== Directions for this task ==
Everything from the line that contains "Can you find the wooden plank?" through the last line of the listing must be copied exactly, with both of those lines included and no others.

== Listed entries ==
——

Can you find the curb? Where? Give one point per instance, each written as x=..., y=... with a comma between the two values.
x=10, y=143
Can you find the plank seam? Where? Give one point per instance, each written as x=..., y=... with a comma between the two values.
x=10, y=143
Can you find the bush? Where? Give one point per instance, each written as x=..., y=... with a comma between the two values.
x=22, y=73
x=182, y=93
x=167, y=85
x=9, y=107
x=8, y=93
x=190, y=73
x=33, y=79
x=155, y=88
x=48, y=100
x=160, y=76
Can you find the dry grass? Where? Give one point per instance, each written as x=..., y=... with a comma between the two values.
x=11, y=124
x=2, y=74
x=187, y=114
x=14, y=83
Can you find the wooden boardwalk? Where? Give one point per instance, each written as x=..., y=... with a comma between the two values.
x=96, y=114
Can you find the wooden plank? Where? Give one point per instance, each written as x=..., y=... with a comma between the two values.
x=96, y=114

——

== Worked solution ==
Can you find the wooden plank? Where? Give one point per instance, each written as x=..., y=... with a comma between the two values.
x=96, y=114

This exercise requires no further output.